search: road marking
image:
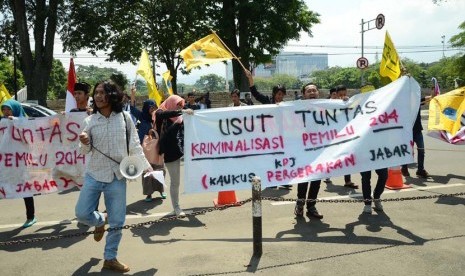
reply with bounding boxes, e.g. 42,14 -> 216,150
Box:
0,210 -> 193,230
270,183 -> 465,205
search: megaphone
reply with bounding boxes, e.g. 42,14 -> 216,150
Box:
120,156 -> 145,180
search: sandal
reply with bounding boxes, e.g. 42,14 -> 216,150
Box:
344,182 -> 359,189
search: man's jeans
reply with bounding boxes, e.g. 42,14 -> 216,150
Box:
75,174 -> 127,260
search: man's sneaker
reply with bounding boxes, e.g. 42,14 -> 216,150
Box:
175,207 -> 186,217
401,167 -> 410,177
94,216 -> 108,242
363,205 -> 372,214
294,205 -> 304,217
306,208 -> 323,219
22,217 -> 37,228
103,259 -> 130,273
160,192 -> 167,199
373,201 -> 383,212
416,169 -> 429,178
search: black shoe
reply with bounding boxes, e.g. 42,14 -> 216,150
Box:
401,167 -> 410,177
294,205 -> 304,217
306,208 -> 323,219
416,169 -> 429,178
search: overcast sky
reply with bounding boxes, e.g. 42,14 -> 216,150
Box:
55,0 -> 465,84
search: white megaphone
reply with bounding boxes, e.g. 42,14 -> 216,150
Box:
120,156 -> 145,180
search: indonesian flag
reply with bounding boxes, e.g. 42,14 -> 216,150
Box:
65,58 -> 77,112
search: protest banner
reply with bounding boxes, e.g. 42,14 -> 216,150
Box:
184,76 -> 421,193
0,113 -> 87,199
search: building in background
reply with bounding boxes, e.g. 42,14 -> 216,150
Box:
253,52 -> 328,79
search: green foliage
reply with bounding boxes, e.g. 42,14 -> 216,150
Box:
194,74 -> 226,92
47,59 -> 67,100
0,56 -> 25,93
253,74 -> 302,91
75,65 -> 128,89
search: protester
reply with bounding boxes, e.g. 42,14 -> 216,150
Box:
185,92 -> 200,110
401,90 -> 434,178
245,69 -> 286,104
123,90 -> 137,125
75,80 -> 152,273
154,95 -> 193,216
70,82 -> 92,114
1,99 -> 37,228
245,69 -> 290,189
242,92 -> 254,105
228,89 -> 247,107
294,83 -> 323,219
360,168 -> 388,214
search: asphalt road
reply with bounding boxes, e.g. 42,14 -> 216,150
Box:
1,119 -> 465,276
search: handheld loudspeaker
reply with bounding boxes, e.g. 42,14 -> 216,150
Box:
120,156 -> 145,180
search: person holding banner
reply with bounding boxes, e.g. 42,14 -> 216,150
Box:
154,95 -> 194,216
76,80 -> 152,273
294,83 -> 324,219
1,99 -> 37,228
360,168 -> 388,214
401,91 -> 434,178
245,69 -> 291,189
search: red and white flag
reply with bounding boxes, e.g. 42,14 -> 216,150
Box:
65,58 -> 77,112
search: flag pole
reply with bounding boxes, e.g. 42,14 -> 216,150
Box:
211,30 -> 248,71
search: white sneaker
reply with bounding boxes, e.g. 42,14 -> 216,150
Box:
174,208 -> 186,217
374,201 -> 383,212
363,205 -> 372,214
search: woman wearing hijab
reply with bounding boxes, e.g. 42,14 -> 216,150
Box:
1,99 -> 37,228
153,95 -> 193,216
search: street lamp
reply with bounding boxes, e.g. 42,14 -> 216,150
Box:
441,35 -> 445,58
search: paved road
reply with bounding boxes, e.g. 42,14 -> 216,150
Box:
1,122 -> 465,275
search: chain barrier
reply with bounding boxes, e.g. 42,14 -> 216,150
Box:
1,192 -> 464,247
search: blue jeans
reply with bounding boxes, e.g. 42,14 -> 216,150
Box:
75,174 -> 127,260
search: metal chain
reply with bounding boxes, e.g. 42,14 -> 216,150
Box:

###

*Exercise:* Could you find every line in the records above that contains the word "white" and copy it?

*Answer box:*
search: white megaphone
search: red and white flag
search: white sneaker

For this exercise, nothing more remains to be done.